- Source document:
- - -

Re: Avoiding multiple FOR loops [message #75530] |
Mon, 21 March 2011 18:51 |
fgg
Messages: 67 Registered: April 2010
|
Member |
|
|
Thanks a lot, Jeremy. I'll test this code to see how faster it is.
Gray, I'm not really familiar with it. But is doesn't seem to include routines for variable selection. Does it?
Thanks!
|
|
|
Re: Avoiding multiple FOR loops [message #75537 is a reply to message #75530] |
Sat, 19 March 2011 04:06  |
Gray
Messages: 253 Registered: February 2010
|
Senior Member |
|
|
On Mar 19, 12:35 am, Jeremy Bailin <astroco...@gmail.com> wrote:
> The problem, I think, is the regress statement. Everything else can be completely vectorized, but you're going to have to loop through all the combinations and run the regression on each. Still, this may save time:
>
> 1. Generate the list of combinations. E.g.
>
> nper = indgen(nvar) + maxn - nvar
> vars = lindgen(nper)
> vars_ai = array_indices(vars, vars) ; all permutations with duplicates
> goodcombip = vars_ai[0:nvar-2,*] lt vars_ai[1:*,*]
> goodcombi = where(total(goodcombip, 1, /int) eq nvar-1, ngoodcombi)
> vars_ai = vars_ai[*, goodcombi] ; all unique combinations
>
> (note: I'm sure there's a better way to do this, but it's not going to be the limiting step so this is probably good enough)
>
> 2. Collect the data
>
> x = data[vars_ai, *]
>
> 3. Loop through the regressions and store yfit.
>
> ndata = (size(x, /dimen))[1]
> yfits = fltarr(ndata, ngoodcombi]
> for i=0l, ngoodcombi-1 do begin
> coef = regress(x[i*nvar:(i+1)*nvar-1, *], y, const=const, yfit=yfit)
> yfits[*,i] = yfit
> endfor
>
> 4. Calculate rms.
>
> rms = sqrt(total(( rebin(y,ndata,ngoodcombi,/sample) - yfits)^2, 1) / ndata)
>
> Note: totally untested and totally untimed, so I don't know if this is any faster. My gut feeling is that having one for loop that has a minimal amount of code in it is going to be faster than 6 nested for loops that have a few more lines in the meat, but I don't know by how much and it certainly won't be nearly as fast as if regress were vectorized.
>
> -Jeremy.
Any way you can use mpfit?

- - -

- Work required:
Could you carry the forum thread on avoiding multiple FOR loops forward from its last line?

Items from a data source

- - -

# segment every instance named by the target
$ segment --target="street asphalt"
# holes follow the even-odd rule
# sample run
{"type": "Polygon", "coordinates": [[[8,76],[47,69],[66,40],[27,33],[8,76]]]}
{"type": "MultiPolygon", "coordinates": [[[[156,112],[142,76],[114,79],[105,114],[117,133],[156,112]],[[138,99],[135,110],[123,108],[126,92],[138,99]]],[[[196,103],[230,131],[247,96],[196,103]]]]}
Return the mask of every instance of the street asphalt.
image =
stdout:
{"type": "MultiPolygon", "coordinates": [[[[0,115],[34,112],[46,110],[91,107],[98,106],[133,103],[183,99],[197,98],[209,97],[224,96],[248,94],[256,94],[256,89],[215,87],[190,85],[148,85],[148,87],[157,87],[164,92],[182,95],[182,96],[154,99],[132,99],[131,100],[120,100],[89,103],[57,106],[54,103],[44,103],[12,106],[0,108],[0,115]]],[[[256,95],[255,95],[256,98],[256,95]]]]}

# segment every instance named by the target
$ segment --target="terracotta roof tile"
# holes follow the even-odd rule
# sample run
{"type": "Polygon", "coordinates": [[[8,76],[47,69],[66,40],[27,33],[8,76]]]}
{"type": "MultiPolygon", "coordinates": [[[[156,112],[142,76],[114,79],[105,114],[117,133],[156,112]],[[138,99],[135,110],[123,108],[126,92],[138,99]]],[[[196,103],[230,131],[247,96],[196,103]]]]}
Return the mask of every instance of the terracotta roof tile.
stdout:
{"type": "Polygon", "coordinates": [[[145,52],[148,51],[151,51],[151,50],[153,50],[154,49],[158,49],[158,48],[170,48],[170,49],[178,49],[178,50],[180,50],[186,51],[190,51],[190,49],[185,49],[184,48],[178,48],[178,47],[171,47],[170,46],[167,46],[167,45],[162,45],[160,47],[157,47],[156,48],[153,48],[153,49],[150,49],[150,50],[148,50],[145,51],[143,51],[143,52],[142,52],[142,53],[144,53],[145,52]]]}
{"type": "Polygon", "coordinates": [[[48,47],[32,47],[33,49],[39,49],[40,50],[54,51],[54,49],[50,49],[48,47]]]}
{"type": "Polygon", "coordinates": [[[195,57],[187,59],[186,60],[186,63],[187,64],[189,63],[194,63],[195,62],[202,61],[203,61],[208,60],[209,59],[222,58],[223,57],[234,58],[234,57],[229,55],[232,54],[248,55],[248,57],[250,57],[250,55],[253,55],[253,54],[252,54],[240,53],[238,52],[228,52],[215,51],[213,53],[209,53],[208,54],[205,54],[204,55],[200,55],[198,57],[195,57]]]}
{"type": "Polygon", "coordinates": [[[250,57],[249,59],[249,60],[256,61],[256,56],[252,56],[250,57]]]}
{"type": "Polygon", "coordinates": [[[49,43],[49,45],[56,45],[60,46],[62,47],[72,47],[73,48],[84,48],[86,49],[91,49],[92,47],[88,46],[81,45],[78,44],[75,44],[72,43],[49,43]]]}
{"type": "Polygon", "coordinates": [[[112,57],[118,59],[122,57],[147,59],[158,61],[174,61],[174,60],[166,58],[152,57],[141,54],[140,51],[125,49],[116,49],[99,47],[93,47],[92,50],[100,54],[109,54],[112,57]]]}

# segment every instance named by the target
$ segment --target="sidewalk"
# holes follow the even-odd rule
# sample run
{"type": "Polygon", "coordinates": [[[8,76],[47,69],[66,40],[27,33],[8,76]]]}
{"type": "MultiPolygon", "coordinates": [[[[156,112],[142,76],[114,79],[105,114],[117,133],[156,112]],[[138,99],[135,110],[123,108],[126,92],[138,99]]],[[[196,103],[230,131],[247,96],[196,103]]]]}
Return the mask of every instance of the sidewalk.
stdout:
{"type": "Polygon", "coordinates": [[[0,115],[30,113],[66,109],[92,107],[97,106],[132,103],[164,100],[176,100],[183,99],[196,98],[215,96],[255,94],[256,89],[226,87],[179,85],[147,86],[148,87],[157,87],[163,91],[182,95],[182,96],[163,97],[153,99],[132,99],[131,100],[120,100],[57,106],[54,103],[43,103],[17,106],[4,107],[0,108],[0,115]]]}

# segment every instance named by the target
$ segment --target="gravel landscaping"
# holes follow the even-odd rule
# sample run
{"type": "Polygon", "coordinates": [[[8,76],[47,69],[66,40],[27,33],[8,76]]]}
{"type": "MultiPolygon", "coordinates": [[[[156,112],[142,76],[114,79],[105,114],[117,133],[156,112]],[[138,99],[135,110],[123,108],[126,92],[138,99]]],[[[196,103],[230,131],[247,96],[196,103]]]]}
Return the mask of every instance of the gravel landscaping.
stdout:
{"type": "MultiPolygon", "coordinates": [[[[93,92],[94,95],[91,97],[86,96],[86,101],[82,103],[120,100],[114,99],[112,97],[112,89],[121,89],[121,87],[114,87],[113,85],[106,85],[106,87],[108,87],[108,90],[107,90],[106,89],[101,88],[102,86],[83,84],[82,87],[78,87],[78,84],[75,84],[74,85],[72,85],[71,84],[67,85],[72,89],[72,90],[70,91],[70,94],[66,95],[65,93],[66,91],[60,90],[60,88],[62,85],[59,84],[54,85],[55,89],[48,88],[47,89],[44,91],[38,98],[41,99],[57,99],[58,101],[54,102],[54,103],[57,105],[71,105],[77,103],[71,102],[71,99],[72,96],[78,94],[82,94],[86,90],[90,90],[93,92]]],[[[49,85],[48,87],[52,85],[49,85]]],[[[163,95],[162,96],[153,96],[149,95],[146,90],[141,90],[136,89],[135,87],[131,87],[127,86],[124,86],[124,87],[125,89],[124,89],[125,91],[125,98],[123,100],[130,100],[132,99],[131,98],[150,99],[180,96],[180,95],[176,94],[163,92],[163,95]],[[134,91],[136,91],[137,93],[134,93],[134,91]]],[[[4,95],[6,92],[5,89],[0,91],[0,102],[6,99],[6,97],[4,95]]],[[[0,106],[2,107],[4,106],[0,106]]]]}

- - -

- Final answer:
|
|
|
Re: Avoiding multiple FOR loops [message #75538 is a reply to message #75537] |
Fri, 18 March 2011 21:35  |
Jeremy Bailin
Messages: 618 Registered: April 2008
|
Senior Member |
|
|
The problem, I think, is the regress statement. Everything else can be completely vectorized, but you're going to have to loop through all the combinations and run the regression on each. Still, this may save time:
1. Generate the list of combinations. E.g.
nper = indgen(nvar) + maxn - nvar
vars = lindgen(nper)
vars_ai = array_indices(vars, vars) ; all permutations with duplicates
goodcombip = vars_ai[0:nvar-2,*] lt vars_ai[1:*,*]
goodcombi = where(total(goodcombip, 1, /int) eq nvar-1, ngoodcombi)
vars_ai = vars_ai[*, goodcombi] ; all unique combinations
(note: I'm sure there's a better way to do this, but it's not going to be the limiting step so this is probably good enough)
2. Collect the data
x = data[vars_ai, *]
3. Loop through the regressions and store yfit.
ndata = (size(x, /dimen))[1]
yfits = fltarr(ndata, ngoodcombi]
for i=0l, ngoodcombi-1 do begin
coef = regress(x[i*nvar:(i+1)*nvar-1, *], y, const=const, yfit=yfit)
yfits[*,i] = yfit
endfor
4. Calculate rms.
rms = sqrt(total(( rebin(y,ndata,ngoodcombi,/sample) - yfits)^2, 1) / ndata)
Note: totally untested and totally untimed, so I don't know if this is any faster. My gut feeling is that having one for loop that has a minimal amount of code in it is going to be faster than 6 nested for loops that have a few more lines in the meat, but I don't know by how much and it certainly won't be nearly as fast as if regress were vectorized.
-Jeremy.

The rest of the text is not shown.